Job
All of the material below is to be restated word for word, apart from the pictures.

Data shown
* * * * *
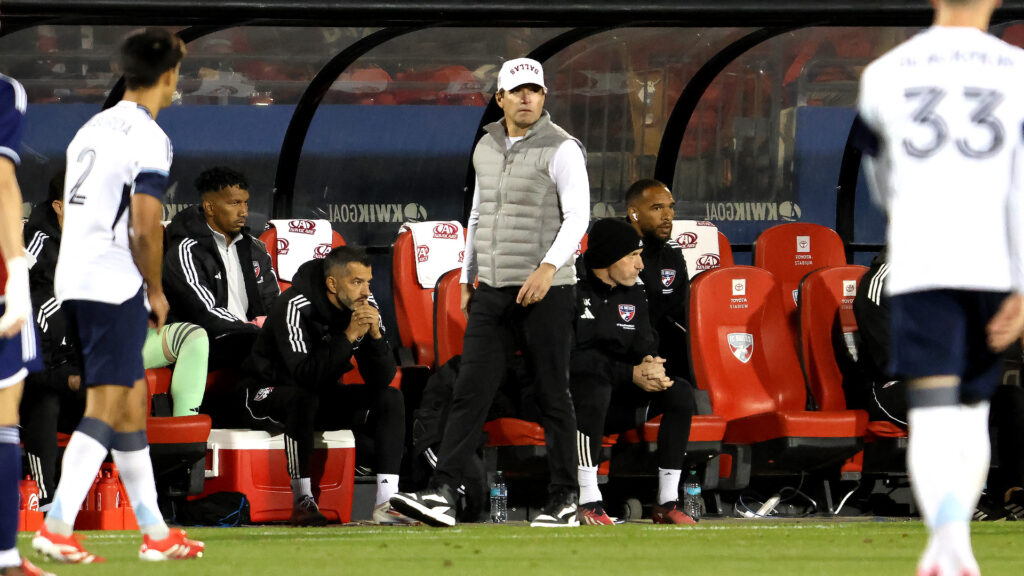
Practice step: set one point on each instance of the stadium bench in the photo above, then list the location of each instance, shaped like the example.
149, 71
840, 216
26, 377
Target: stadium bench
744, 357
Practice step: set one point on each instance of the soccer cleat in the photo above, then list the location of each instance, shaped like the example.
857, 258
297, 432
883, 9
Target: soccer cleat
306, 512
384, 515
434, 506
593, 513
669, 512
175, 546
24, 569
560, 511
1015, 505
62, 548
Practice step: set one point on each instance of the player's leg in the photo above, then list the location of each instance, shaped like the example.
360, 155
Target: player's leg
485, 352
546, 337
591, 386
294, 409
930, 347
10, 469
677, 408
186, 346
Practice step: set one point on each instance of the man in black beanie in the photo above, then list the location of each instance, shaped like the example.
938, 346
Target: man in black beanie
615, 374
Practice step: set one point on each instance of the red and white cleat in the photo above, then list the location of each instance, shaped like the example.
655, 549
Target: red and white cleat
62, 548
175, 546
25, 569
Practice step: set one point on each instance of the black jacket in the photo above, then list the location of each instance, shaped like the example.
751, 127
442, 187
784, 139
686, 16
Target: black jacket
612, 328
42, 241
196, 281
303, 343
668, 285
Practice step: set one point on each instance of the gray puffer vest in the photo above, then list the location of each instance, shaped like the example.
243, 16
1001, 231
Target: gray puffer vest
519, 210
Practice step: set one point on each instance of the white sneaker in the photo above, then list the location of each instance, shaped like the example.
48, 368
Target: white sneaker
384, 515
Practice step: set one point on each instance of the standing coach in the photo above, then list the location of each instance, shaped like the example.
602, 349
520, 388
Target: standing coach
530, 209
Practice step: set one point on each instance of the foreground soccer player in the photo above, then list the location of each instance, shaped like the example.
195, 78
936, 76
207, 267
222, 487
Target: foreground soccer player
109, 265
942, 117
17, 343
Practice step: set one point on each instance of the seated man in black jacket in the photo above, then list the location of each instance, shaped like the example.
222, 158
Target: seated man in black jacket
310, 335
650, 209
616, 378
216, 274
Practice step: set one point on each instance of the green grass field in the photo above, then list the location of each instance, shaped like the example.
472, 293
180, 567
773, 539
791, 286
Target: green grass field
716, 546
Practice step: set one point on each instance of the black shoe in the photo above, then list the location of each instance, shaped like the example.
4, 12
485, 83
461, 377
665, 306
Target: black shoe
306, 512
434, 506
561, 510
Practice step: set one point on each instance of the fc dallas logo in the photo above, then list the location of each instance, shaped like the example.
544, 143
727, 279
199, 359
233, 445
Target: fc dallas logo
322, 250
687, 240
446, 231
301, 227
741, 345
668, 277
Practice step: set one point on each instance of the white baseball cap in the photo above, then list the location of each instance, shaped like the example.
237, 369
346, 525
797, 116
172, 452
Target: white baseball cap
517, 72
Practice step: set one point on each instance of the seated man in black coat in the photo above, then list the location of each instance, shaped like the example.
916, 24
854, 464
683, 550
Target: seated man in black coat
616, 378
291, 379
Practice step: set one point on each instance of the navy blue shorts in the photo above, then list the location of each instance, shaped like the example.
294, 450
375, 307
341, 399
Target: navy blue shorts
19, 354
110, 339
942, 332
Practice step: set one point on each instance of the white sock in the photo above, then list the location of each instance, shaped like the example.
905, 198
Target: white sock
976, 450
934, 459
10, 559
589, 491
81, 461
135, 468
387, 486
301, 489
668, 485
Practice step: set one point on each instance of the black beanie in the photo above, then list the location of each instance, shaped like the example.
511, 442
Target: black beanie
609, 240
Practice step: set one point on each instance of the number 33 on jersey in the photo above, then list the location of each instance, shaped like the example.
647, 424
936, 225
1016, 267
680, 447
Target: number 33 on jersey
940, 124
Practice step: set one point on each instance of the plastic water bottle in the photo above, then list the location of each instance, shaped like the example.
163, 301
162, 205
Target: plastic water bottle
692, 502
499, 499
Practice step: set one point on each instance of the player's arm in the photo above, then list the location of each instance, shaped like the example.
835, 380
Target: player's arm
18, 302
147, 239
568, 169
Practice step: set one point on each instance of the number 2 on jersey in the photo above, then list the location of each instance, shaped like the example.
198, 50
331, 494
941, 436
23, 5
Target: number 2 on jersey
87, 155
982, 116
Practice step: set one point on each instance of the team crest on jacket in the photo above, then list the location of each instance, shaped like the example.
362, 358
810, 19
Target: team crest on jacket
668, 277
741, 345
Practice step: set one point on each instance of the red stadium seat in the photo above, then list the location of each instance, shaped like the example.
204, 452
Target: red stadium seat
* * * * *
Expected answer
Practice step: set one point on each instance of the stadium bench in the photo above, then list the location of each instance, shaped like the example.
149, 71
840, 216
26, 377
Target: stadium bench
744, 357
Practice step: set one point on each instance of the soccer cleat in the photo above, then list the location of each instance, shaped like the example.
857, 258
297, 432
883, 9
Target: soccer cleat
306, 512
384, 515
434, 506
593, 513
669, 512
175, 546
24, 569
560, 511
1015, 505
62, 548
Practice step: set one point on each instance of the player's leg in the photo above, then list the location of each instance, shaped like the example.
360, 155
Target: player's leg
485, 352
546, 337
591, 386
294, 409
930, 347
10, 469
677, 408
186, 346
Practice step: set one point on each instance of the man in black beanie in the photo above, then list the location of each instance, shaped like the example.
938, 346
Target: man in black beanie
615, 374
Practice step: set one point on each instance of the red and white cleat in the photo above, then list the location of each instance, shaped like the example.
655, 549
Target: red and white cleat
62, 548
175, 546
25, 569
Practice step: set one point on each instance of the black jacket in the photo above, then list the location of each instance, shaped like the example.
751, 127
442, 187
784, 139
686, 16
Target: black jacket
612, 328
42, 241
196, 281
303, 343
668, 285
Practice step: set one point on each instance of the gray puffer vest in the photo above, then list the location of each instance, shaped like the example.
243, 16
1001, 231
Target: gray puffer vest
519, 210
Practice step: set one point on each instance of the white sneaker in the photo above, then list the location of each instance, shaped like the example.
48, 368
Target: white sneaker
384, 515
Practice step: set one point on each instance of the standing coach in the photo above, then list the location of each instance, shaped like the example.
602, 349
520, 388
Target: standing coach
530, 209
Practice step: set one point on each instance of the foreground soccer player in the photo above, then list the location of each instance, shaped like the example.
195, 78
936, 76
207, 267
222, 487
Target: foreground soccer player
109, 265
942, 117
17, 343
Practice step: set one point on each instance of the seated man in black jacket in the photo above, then list the location of each instance, shaped like the example.
222, 158
Target: seated man in black jacket
310, 335
650, 209
616, 378
216, 274
Practice step: set one point on each instance of the green grass field in the photo above, then list the location of each instance, shaped like the example.
472, 293
180, 567
773, 539
791, 286
Target: green grass field
716, 546
Practice step: set one point on each instance of the black shoe in the photo above, then list the location of each instance, shaped like the example.
4, 12
485, 83
461, 377
665, 306
Target: black shoe
306, 512
434, 506
561, 510
Practice step: set one point on each instance of the fc dallas logo in the photo above, then list the location of each instance, shaped like the example.
544, 143
727, 279
199, 359
233, 445
Target: fc dallas logo
322, 250
687, 240
446, 231
301, 227
741, 345
668, 277
Practice step: set one point on each instance of the white baseball cap in the photo above, then list the location of each instance, shaped like the example.
237, 369
346, 525
797, 116
172, 452
Target: white baseball cap
517, 72
Practice step: set one point on each instance of the seated man in black coat in the photo above, then list the location of each instance, shaped like the example.
916, 24
854, 464
683, 550
Target: seated man in black coat
616, 378
291, 379
Practice step: set one point on each instance of the navy blue shorts in the photo above, then list the location of each instance, shaped like the example.
294, 450
375, 307
341, 399
Target: navy blue shorts
19, 354
110, 339
942, 332
Practice step: set one point on each instance of the white sock in the photo above, then list the location of each instance, shaped like the example.
905, 198
Target: white sock
976, 450
934, 459
10, 559
589, 491
81, 461
135, 468
387, 486
301, 489
668, 485
Practice step: set one point on each instance of the black beanie in the photo above, then list the location of each instance, shaped like the example.
511, 442
Target: black beanie
609, 240
Practice step: set one point on each instance of the number 33 on jersey in the photo above, then list the location of each instance, shaped like the example.
647, 424
936, 225
1016, 267
680, 447
Target: number 33 on jersey
940, 124
Practice step: set one point on each instance of the plastic water bottle in the photo above, then list the location of each instance, shaped like the example.
163, 301
162, 205
Target: plastic water bottle
692, 502
499, 499
Practice step: set one point on each instance of the player's arm in the photo above, then list the location of each instance, shaped like the example.
835, 380
Target: player's arm
18, 302
147, 239
568, 169
Practice step: set one point on each instance of the number 2 on jersey in the photo above, then list the location of each instance, shaped like the example.
198, 50
331, 494
941, 436
23, 5
Target: number 2 on jersey
87, 155
982, 116
Practice step: set one point on each instance of the team crest on jacket in the photo above, then list the location of each instance, shaped like the example.
362, 358
810, 19
Target: team crest on jacket
668, 277
741, 345
Practice step: set one point on each instance of the red stadium seat in the photo above, then list the location of each instance, shaped like the example.
204, 452
Target: red stadium seat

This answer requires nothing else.